■ PROBLEMS:
1 – In the physics thread, what term does the asker give as an example of a term other than the scalar curvature?
2 – Mark each statement as yes or no, depending on whether it agrees with the physics thread, and quote the words that decide it. (a) The answer says there is no theoretical necessity for the non-minimal coupling. (b) The answer says observational evidence makes the non-minimal coupling physically necessary. (c) The answer names string theory as one context that gives motivation for it.

■ TEXT SECTION:
Thank you for your answers so far. GHOSTER's answer of "allowing all possible terms" makes of course sense in how to fundamentally justify the occurence of this term in the Klein-Gordon equations most general form. What still confuses me - and this question may only arise due to a lack of basic knowledge in this sector - is the question: what makes the scalar curvature term "possible" in contrast to whatever other term, say e.g. the Kretschmann scalar $R^{abcd} \, R_{abcd}$? In other words, what condition does $R$ satisfy such that it is considered "possible"? Some condition must be satisfied otherwise all scalar fields on the spacetime would be "possible" and therefore by the principle "allow all possible terms" be added to the equation, wouldn't they?

Answer 1

You ask whether there is any need to introduce this non-minimal coupling, and the answer depends what you mean by 'need'. If you mean, is there some reason it must be there, then I'd say no. You can look at this both from a mathematical consistency point of view.

There is no theoretical necessity, because as you said, the field is already coupled to geometry through $\nabla$ and the action is covariant. There is motivation in various different contexts (e.g., from string theory and theories of quantum gravity or EFT considerations), but some of these arguments are speculative and they don't constitute any real reason that non-minimal coupling is incorrect. If you want to read more, there's a tonne of literature on minimal coupling in different areas (especially inflation).

And, as far as I'm aware, there's no physical necessity from observational evidence. Depending on the specific context and type of data you're looking it, it may or may not be favoured over the standard minimally coupled models. But there is not hard evidence to indicate it's presence in nature. For a bit more about observational constraints, here's an example https://arxiv.org/abs/1511.08736.

■ SUPPLIED INFORMATION:
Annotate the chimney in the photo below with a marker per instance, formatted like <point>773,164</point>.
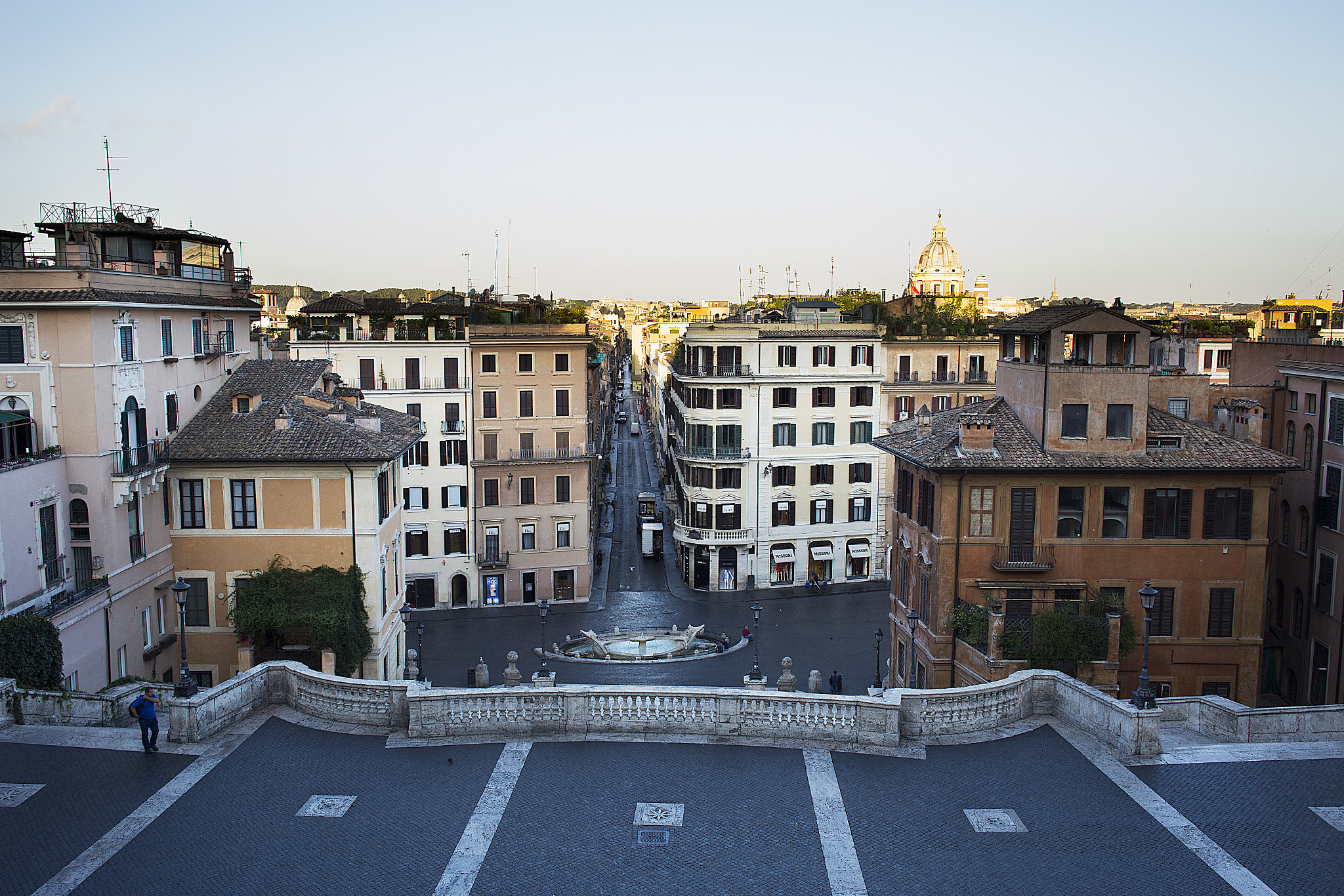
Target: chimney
<point>977,433</point>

■ RESULTS FOR EACH TASK:
1 – The Kretschmann scalar, $R^{abcd} \, R_{abcd}$.

2 –
(a) Yes: "There is no theoretical necessity"
(b) No: "there's no physical necessity from observational evidence"
(c) Yes: "There is motivation in various different contexts (e.g., from string theory and theories of quantum gravity or EFT considerations)"